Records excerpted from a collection
────────────────────
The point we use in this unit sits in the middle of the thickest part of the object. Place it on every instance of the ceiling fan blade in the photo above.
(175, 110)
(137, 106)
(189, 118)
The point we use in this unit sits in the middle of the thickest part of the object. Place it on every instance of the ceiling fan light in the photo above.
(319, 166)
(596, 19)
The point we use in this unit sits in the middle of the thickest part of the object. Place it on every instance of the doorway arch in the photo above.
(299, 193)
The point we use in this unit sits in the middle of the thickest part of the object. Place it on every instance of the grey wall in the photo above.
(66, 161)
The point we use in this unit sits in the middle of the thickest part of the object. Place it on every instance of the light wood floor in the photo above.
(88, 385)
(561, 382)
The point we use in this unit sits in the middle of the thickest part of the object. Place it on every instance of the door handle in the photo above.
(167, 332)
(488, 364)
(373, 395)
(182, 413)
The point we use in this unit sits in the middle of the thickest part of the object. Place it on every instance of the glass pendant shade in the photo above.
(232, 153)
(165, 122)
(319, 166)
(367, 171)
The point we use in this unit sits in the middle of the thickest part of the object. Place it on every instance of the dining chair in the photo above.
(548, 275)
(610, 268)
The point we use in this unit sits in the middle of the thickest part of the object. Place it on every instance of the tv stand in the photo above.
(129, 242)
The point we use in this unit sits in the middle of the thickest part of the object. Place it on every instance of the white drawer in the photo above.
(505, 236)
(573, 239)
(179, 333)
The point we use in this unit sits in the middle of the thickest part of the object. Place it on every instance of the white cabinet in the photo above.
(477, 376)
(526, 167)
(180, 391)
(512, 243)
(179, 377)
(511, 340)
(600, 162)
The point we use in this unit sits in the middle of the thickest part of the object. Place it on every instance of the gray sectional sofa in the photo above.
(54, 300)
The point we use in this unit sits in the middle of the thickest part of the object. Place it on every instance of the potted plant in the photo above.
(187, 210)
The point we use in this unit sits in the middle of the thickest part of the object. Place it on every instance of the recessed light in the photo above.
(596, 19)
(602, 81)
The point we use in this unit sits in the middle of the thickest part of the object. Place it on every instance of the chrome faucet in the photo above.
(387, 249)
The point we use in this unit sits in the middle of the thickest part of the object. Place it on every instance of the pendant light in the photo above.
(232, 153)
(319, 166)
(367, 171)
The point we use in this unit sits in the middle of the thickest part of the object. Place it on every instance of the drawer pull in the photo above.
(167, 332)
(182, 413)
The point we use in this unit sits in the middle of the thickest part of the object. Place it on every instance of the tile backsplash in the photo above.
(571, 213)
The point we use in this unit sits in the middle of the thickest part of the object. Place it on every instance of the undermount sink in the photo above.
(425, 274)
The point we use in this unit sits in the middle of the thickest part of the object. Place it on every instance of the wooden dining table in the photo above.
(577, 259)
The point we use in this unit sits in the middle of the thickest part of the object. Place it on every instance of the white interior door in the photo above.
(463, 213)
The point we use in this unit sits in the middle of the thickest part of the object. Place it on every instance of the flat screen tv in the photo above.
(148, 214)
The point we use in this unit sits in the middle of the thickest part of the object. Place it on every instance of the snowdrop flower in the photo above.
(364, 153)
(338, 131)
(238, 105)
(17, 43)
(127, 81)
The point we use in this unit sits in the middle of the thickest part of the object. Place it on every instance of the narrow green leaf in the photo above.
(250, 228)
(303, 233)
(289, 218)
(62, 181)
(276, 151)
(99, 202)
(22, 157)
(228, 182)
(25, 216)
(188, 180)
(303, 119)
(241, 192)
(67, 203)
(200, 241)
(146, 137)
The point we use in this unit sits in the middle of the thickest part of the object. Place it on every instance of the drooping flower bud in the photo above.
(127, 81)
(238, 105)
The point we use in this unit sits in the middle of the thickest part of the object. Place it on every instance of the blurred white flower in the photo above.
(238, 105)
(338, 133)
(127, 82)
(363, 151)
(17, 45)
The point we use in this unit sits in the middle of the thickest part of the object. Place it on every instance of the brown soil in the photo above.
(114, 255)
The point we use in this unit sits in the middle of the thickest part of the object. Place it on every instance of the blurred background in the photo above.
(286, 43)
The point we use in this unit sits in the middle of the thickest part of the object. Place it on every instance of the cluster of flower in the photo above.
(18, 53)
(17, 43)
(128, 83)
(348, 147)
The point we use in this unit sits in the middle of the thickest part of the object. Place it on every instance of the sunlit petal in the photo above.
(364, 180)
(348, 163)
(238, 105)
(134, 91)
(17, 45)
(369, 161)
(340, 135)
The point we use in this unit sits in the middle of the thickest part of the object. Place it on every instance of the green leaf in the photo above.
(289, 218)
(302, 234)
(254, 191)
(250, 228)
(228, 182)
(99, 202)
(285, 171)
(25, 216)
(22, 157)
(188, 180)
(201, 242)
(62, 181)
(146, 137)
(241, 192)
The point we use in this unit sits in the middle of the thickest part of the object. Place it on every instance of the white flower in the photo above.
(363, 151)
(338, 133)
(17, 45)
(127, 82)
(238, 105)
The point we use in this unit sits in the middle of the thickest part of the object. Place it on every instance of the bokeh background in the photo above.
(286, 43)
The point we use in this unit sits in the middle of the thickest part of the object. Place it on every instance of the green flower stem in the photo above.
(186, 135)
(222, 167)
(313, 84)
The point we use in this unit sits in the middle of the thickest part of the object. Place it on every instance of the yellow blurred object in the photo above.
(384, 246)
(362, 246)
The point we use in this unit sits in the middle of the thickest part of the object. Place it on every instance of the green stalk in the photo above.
────────────────────
▶ The problem: Copy exactly, and only, the lines from the one containing "blurred white flower in the photo above." through the last line of the listing.

▶ Task result:
The point we use in this unit sits in the middle of the thickest part of the object. Place it on every instance of the blurred white flower in the photo above.
(238, 105)
(338, 133)
(127, 82)
(363, 151)
(17, 45)
The point we use in this unit sits in the middle of the thickest part of the object. Place it on every instance of the brown soil in the photo above.
(114, 255)
The point we use in this unit sits in the middle of the thickest part of the object. Place it on every instance of the blurred background in the photo above.
(286, 43)
The point we use in this unit sits in the middle of the thickest part of the object. Place it on every instance of the cluster of flower in the photo above.
(18, 53)
(17, 43)
(128, 83)
(348, 147)
The point we use in this unit sits in the middle of the thickest part of the object. Place it on every instance of the sunlit petal in the photo above.
(364, 180)
(348, 163)
(238, 105)
(134, 91)
(17, 45)
(369, 161)
(340, 135)
The point we use in this unit sits in the middle of the thickest part of the object. Place it on every instance of the green leaf in the photo above.
(289, 218)
(302, 234)
(254, 191)
(250, 228)
(228, 182)
(99, 202)
(285, 171)
(25, 216)
(22, 157)
(188, 180)
(201, 242)
(62, 181)
(146, 137)
(241, 192)
The point we use in this unit sits in the middle of the thickest part of the object. Place it on every instance of the white flower in the photo above.
(363, 151)
(338, 133)
(17, 45)
(127, 82)
(238, 105)
The point we use in this unit sits in the middle of the thickest part of the object. Place it on every instance of the bokeh background in the photo above.
(286, 43)
The point we use in this unit sits in the middle of the thickest part of the object. Place it on every instance of the green flower stem in the photo above.
(186, 135)
(222, 167)
(313, 84)
The point we use in this unit sits in the middle of the thickest part of the object. Place it on every instance of the yellow blurred object in the photo above.
(384, 246)
(362, 246)
The point we use in this unit sits in the middle of the thickest part of the object. Place it on every instance of the green stalk in the photo above.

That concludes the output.